_The problem:_
Type out the entries exactly, starting at their first line and continuing up to and including the line that contains "column 384, row 331".

··· Data for this exercise

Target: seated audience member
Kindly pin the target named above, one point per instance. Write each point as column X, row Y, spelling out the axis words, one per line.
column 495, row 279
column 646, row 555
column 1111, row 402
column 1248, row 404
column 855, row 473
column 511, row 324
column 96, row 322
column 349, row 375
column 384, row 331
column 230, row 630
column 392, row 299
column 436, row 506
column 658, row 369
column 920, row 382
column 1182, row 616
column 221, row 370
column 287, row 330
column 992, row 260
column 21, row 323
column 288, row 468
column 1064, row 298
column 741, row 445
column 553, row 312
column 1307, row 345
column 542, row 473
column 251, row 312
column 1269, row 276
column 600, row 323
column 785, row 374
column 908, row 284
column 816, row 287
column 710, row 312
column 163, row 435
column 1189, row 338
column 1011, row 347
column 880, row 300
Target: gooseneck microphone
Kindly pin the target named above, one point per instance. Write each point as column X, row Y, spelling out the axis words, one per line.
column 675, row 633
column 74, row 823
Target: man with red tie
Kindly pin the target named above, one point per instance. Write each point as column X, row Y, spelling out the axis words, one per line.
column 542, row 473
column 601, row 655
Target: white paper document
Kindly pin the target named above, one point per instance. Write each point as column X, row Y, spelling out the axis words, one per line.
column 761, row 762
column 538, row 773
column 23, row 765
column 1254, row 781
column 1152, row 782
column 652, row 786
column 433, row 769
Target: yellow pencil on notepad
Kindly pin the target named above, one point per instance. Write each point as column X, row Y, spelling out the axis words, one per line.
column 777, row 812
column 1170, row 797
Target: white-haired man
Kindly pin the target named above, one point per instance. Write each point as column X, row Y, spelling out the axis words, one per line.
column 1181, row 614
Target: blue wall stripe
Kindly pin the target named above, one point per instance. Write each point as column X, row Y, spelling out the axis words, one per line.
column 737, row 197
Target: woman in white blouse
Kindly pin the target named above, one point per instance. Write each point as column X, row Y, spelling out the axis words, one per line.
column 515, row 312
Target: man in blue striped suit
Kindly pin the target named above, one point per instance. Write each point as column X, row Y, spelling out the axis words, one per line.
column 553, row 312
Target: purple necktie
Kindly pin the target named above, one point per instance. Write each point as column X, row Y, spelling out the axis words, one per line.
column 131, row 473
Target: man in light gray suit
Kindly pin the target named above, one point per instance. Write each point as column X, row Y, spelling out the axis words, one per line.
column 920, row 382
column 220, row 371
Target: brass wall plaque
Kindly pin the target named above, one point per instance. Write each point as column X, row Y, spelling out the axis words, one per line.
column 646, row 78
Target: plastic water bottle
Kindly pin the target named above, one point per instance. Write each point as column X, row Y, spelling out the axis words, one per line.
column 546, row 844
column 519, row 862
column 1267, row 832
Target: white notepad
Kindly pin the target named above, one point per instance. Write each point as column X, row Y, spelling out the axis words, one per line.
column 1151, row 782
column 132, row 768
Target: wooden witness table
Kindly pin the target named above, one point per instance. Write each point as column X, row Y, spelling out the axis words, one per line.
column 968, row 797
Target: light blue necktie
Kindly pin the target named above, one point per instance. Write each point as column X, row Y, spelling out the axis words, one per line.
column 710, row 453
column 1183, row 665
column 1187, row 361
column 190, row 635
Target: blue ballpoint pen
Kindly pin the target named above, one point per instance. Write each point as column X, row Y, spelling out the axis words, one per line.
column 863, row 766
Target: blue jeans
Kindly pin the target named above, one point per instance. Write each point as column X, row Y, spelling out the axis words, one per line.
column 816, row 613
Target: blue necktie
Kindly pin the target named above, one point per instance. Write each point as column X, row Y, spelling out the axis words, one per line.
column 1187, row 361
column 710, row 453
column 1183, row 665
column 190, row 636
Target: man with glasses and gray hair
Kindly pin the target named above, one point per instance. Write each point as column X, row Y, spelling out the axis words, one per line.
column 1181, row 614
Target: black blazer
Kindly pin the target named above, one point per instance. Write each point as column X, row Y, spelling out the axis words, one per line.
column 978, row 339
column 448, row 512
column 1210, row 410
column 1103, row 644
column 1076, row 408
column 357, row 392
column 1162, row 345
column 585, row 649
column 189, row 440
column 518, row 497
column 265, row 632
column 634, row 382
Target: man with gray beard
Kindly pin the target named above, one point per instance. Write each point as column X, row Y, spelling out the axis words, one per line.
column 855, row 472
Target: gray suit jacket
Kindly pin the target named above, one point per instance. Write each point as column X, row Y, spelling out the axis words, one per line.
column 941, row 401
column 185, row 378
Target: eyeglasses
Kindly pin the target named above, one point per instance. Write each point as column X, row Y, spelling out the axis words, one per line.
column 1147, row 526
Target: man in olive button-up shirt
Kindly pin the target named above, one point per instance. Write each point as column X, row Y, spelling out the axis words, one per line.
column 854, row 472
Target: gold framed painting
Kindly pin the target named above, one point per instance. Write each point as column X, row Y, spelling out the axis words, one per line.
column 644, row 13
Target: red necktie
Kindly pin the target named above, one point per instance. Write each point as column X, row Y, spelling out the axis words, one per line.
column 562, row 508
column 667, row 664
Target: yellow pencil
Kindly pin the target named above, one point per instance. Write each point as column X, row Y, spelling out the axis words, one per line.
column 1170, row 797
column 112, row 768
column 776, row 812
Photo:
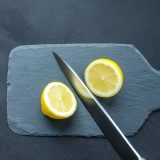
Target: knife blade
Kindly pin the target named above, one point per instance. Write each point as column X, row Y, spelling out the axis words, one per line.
column 106, row 124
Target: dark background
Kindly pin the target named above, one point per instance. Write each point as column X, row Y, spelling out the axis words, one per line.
column 77, row 21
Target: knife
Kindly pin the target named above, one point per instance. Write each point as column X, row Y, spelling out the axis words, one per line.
column 106, row 124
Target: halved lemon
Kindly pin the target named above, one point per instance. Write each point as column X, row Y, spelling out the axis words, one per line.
column 58, row 101
column 104, row 77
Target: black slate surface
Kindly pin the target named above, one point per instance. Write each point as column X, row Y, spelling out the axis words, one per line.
column 86, row 21
column 31, row 68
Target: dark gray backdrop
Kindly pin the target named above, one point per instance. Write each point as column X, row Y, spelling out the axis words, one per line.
column 72, row 21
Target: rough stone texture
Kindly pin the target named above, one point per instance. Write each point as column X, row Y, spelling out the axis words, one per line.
column 32, row 67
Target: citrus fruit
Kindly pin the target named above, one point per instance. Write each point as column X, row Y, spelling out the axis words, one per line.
column 104, row 77
column 58, row 101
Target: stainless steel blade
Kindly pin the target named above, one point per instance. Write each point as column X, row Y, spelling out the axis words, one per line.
column 109, row 128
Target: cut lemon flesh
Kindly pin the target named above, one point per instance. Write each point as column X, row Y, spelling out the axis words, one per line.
column 104, row 77
column 58, row 101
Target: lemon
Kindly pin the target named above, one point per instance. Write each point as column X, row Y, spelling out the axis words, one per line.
column 104, row 77
column 58, row 101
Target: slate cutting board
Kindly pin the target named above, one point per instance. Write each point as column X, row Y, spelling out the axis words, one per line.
column 32, row 67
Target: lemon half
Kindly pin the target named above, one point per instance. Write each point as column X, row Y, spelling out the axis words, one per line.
column 58, row 101
column 104, row 77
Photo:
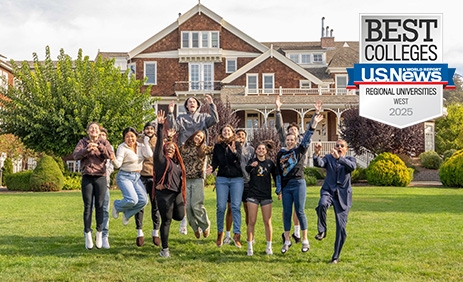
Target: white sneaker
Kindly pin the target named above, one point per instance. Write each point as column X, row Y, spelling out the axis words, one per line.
column 183, row 227
column 98, row 239
column 227, row 240
column 165, row 253
column 115, row 212
column 88, row 240
column 105, row 243
column 125, row 220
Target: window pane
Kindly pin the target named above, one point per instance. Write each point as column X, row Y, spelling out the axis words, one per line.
column 185, row 39
column 231, row 65
column 205, row 40
column 268, row 83
column 294, row 58
column 195, row 39
column 252, row 83
column 215, row 39
column 207, row 76
column 305, row 59
column 150, row 73
column 194, row 76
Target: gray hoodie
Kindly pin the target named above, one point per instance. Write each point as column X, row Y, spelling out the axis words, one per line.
column 189, row 123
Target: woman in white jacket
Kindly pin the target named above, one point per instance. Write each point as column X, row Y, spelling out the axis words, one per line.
column 129, row 159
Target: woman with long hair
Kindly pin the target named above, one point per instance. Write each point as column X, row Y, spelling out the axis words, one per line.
column 129, row 159
column 261, row 170
column 194, row 153
column 93, row 151
column 226, row 158
column 169, row 183
column 291, row 185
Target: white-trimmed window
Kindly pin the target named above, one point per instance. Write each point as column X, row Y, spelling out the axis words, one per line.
column 252, row 82
column 230, row 65
column 341, row 84
column 132, row 69
column 268, row 80
column 294, row 58
column 200, row 39
column 201, row 76
column 317, row 58
column 151, row 72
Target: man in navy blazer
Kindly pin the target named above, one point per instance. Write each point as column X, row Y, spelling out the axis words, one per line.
column 336, row 190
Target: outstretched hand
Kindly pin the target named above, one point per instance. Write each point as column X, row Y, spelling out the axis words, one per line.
column 171, row 106
column 161, row 117
column 209, row 99
column 278, row 103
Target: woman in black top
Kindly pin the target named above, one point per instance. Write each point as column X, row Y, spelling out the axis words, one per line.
column 261, row 170
column 170, row 183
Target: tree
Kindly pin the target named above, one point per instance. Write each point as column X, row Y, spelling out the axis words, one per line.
column 455, row 96
column 449, row 132
column 362, row 133
column 50, row 106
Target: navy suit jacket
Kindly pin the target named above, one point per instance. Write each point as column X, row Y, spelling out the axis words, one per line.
column 338, row 177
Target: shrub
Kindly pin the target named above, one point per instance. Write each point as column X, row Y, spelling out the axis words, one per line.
column 317, row 172
column 388, row 170
column 72, row 182
column 7, row 169
column 451, row 171
column 47, row 176
column 359, row 174
column 19, row 181
column 431, row 160
column 449, row 153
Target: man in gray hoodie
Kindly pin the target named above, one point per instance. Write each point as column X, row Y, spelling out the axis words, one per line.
column 193, row 120
column 189, row 123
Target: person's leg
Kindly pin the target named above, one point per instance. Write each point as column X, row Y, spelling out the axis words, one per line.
column 236, row 194
column 221, row 190
column 141, row 196
column 266, row 208
column 325, row 201
column 99, row 190
column 106, row 213
column 87, row 198
column 341, row 234
column 165, row 199
column 125, row 182
column 190, row 183
column 252, row 213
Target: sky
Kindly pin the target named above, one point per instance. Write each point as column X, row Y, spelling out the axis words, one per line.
column 28, row 26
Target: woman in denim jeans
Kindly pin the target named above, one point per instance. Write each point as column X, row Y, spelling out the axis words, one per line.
column 226, row 157
column 93, row 151
column 291, row 185
column 129, row 159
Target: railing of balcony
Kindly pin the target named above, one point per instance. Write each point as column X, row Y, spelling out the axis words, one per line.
column 298, row 91
column 183, row 86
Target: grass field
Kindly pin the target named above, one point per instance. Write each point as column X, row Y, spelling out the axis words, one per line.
column 394, row 234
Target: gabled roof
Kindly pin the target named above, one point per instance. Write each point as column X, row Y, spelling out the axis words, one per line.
column 271, row 53
column 199, row 8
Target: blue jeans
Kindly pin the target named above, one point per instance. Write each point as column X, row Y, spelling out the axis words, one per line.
column 224, row 186
column 294, row 192
column 106, row 214
column 133, row 191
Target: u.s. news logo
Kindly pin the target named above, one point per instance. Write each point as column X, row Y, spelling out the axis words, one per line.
column 381, row 74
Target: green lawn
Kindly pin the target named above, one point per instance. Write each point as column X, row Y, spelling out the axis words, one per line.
column 394, row 234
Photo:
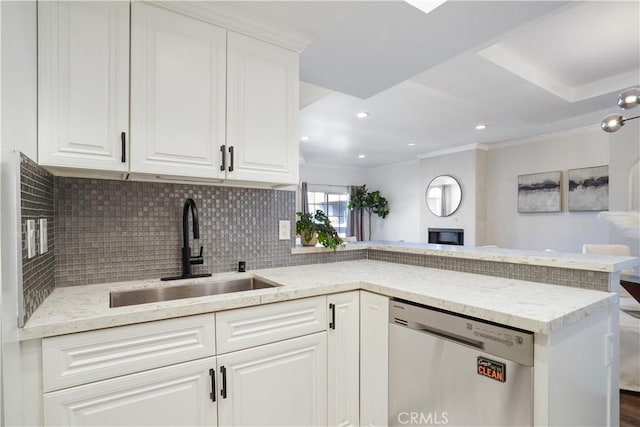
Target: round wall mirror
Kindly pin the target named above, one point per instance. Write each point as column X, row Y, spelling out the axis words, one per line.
column 443, row 195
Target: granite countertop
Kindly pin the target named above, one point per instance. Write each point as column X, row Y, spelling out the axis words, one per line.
column 604, row 263
column 535, row 307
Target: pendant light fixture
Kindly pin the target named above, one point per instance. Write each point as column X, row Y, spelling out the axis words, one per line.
column 628, row 99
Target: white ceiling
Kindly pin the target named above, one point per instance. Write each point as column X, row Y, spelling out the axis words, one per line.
column 522, row 67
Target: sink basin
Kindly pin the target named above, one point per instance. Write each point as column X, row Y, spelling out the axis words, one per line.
column 166, row 293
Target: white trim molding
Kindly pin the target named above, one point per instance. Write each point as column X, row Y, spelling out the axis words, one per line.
column 215, row 13
column 437, row 153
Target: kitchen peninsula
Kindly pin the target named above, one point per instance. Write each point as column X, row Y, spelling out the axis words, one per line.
column 565, row 321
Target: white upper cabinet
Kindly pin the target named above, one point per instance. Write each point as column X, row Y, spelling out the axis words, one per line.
column 199, row 101
column 262, row 106
column 178, row 73
column 83, row 84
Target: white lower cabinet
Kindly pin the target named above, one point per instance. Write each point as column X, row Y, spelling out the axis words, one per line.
column 308, row 362
column 343, row 359
column 279, row 384
column 374, row 359
column 178, row 395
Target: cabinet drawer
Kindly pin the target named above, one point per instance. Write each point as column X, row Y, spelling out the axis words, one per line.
column 177, row 395
column 85, row 357
column 251, row 326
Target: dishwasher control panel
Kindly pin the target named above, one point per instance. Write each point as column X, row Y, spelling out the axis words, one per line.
column 502, row 341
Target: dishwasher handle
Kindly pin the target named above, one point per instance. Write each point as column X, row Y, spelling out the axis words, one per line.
column 450, row 336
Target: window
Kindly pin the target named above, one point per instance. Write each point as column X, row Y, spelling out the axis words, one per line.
column 333, row 202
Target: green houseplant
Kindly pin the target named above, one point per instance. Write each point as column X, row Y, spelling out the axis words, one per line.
column 370, row 202
column 316, row 227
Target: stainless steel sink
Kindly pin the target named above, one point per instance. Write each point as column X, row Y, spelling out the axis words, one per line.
column 166, row 293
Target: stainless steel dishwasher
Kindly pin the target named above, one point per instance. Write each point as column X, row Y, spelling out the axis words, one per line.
column 447, row 369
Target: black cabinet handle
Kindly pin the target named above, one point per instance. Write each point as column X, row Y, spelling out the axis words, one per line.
column 223, row 392
column 223, row 166
column 123, row 140
column 231, row 153
column 332, row 324
column 212, row 395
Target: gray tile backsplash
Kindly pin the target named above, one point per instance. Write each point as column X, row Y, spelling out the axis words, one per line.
column 553, row 275
column 36, row 202
column 121, row 230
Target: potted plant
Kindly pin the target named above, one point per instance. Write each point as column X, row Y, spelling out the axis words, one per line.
column 371, row 202
column 316, row 227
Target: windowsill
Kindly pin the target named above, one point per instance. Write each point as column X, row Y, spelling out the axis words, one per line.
column 350, row 246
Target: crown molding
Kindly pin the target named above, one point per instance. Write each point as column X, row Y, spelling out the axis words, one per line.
column 543, row 137
column 214, row 13
column 453, row 150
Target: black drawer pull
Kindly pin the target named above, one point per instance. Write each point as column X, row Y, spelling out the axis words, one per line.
column 223, row 392
column 332, row 324
column 123, row 140
column 212, row 395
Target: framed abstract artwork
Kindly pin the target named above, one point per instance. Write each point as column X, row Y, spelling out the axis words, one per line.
column 589, row 189
column 540, row 192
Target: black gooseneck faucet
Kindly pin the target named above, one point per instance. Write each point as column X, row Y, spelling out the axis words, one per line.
column 187, row 259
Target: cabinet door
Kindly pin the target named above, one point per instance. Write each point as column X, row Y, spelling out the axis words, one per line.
column 178, row 68
column 262, row 105
column 83, row 84
column 343, row 359
column 280, row 384
column 173, row 396
column 374, row 359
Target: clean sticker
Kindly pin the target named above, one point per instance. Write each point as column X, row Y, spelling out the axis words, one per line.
column 492, row 369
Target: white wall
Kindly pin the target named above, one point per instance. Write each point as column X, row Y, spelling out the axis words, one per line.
column 400, row 184
column 18, row 131
column 332, row 175
column 19, row 77
column 563, row 231
column 462, row 166
column 624, row 153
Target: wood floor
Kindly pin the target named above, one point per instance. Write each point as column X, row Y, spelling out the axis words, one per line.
column 629, row 409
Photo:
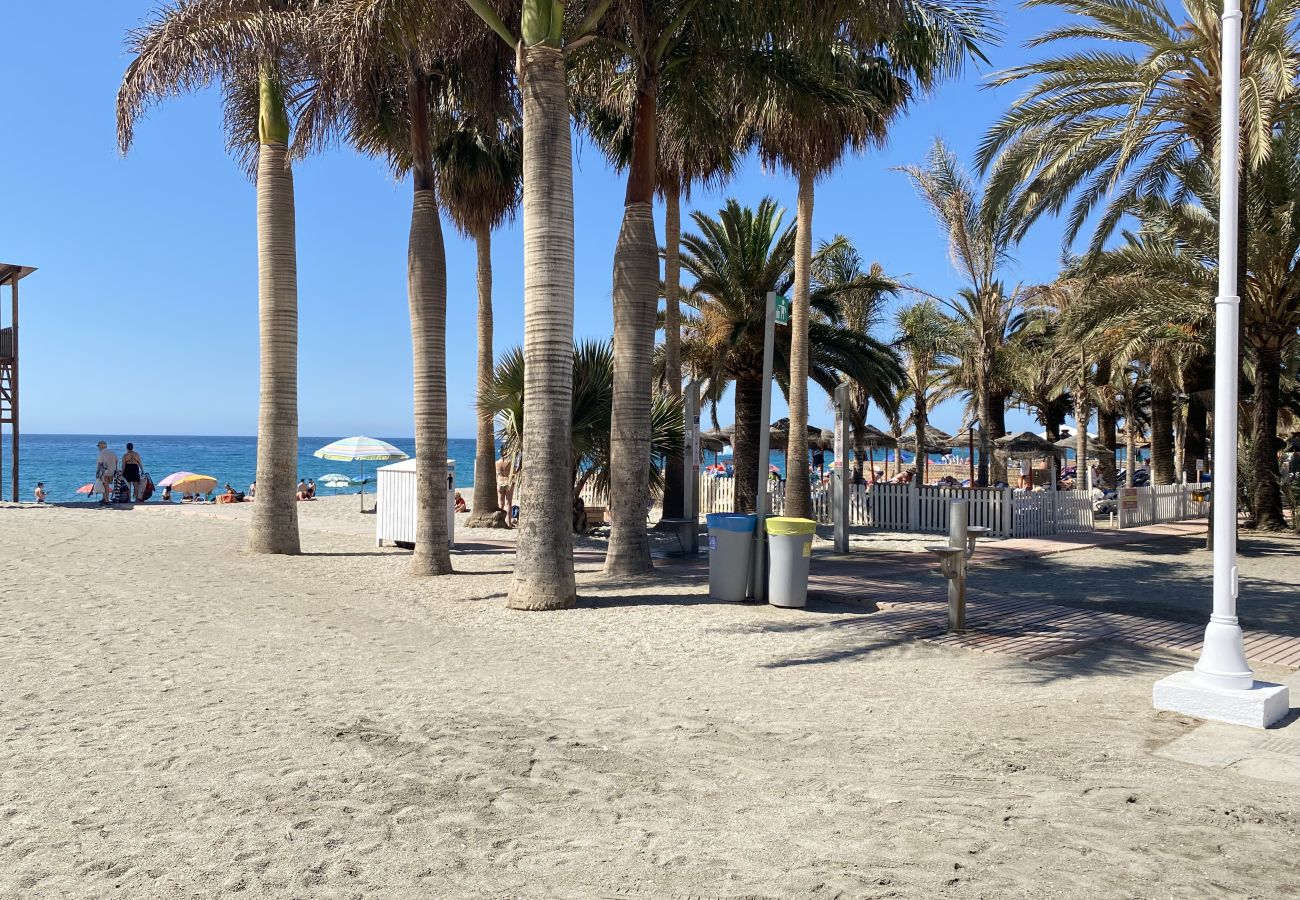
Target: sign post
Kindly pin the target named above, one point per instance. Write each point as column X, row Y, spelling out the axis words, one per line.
column 690, row 470
column 840, row 479
column 765, row 437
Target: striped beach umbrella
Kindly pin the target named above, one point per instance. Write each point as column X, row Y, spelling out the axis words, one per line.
column 360, row 449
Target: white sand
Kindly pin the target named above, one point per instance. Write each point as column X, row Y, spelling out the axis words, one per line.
column 181, row 719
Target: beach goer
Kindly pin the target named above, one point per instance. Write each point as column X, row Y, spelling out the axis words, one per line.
column 105, row 470
column 131, row 470
column 505, row 480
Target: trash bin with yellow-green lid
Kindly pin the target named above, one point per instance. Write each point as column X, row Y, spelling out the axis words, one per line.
column 789, row 548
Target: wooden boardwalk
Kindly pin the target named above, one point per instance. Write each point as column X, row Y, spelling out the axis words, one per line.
column 1034, row 630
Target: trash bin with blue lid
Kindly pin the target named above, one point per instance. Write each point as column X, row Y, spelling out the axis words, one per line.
column 789, row 549
column 731, row 546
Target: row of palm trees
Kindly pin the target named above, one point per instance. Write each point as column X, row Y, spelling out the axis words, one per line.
column 476, row 103
column 442, row 92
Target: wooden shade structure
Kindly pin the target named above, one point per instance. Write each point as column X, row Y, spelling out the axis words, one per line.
column 9, row 276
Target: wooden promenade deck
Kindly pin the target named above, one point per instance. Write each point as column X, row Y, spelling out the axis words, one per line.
column 1022, row 627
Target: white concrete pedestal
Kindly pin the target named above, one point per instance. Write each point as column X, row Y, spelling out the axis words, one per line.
column 1259, row 706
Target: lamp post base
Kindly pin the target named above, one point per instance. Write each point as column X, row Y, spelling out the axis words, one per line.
column 1257, row 706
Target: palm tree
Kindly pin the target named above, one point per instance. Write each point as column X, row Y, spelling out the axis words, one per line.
column 391, row 94
column 544, row 563
column 480, row 177
column 593, row 406
column 924, row 336
column 833, row 92
column 736, row 259
column 862, row 297
column 250, row 47
column 979, row 230
column 1108, row 125
column 637, row 50
column 698, row 142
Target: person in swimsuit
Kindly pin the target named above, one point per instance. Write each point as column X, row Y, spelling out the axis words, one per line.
column 131, row 470
column 105, row 470
column 505, row 474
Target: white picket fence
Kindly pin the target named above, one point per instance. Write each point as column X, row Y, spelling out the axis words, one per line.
column 1160, row 503
column 905, row 507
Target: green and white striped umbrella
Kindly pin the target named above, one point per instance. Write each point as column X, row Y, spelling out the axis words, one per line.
column 360, row 449
column 356, row 449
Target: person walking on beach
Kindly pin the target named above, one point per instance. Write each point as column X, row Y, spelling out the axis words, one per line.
column 131, row 470
column 105, row 470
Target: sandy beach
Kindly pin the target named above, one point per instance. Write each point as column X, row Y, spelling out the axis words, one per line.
column 182, row 719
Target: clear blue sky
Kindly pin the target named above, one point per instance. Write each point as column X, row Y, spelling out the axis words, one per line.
column 143, row 315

······

_Task answer:_
Target: seated audience member
Kindly pin the target named above, one point per instance. Write each point as column X, row Y, spelling out the axis words, one per line.
column 495, row 279
column 646, row 555
column 1111, row 402
column 1248, row 404
column 855, row 473
column 511, row 324
column 96, row 322
column 349, row 375
column 384, row 331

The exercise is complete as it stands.